* What you will do
[1] How would you put this sentence from the passage on business lines of credit into Spanish: "A small business line of credit can help small business owners maintain consistent access to funds to smooth out the ebb and flow of changes in business expenses and revenues."
[2] Answer these from the passage on business lines of credit:
(a) What do many businesses keep a line of credit handy for?
(b) What does a business credit line offer a way to get to cover working capital needs?
(c) What three things can you do with the money a line of credit gives you access to?

* Given passage
————
Small Business Line of Credit: How to Choose the Right Option

Small Business Line of Credit: How to Choose the Right Option

Small Business Line of Credit: How to Choose the Right Option

You may be thinking: “My business is profitable, we don’t need to borrow.” But many businesses with and without cash flow issues keep a line of credit handy for unexpected growth or expansion opportunities. A business credit line is a flexible, often low-cost way, to get short-term financing to cover working capital needs.

What is a Business Line of Credit?

A small business line of credit can help small business owners maintain consistent access to funds to smooth out the ebb and flow of changes in business expenses and revenues.

Rather than receiving a fixed amount of financing like you would with a loan, a line of credit gives you access to a certain amount of money, which you can borrow from, repay, and borrow from again.

Business Line of Credit Basics

In this article, we’ll cover several aspects of a business line of credit, including:

How Does a Business Line of Credit Work?
————
* Supplied data
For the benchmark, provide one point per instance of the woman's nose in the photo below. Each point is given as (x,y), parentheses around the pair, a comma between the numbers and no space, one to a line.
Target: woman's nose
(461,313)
————
* Answers provided
[1] Una línea de crédito para pequeñas empresas puede ayudar a los propietarios de pequeñas empresas a mantener un acceso constante a fondos para suavizar los altibajos de los cambios en los gastos e ingresos del negocio.

[2]
(a) Unexpected growth or expansion opportunities.
(b) Short-term financing.
(c) Borrow from it, repay it, and borrow from it again.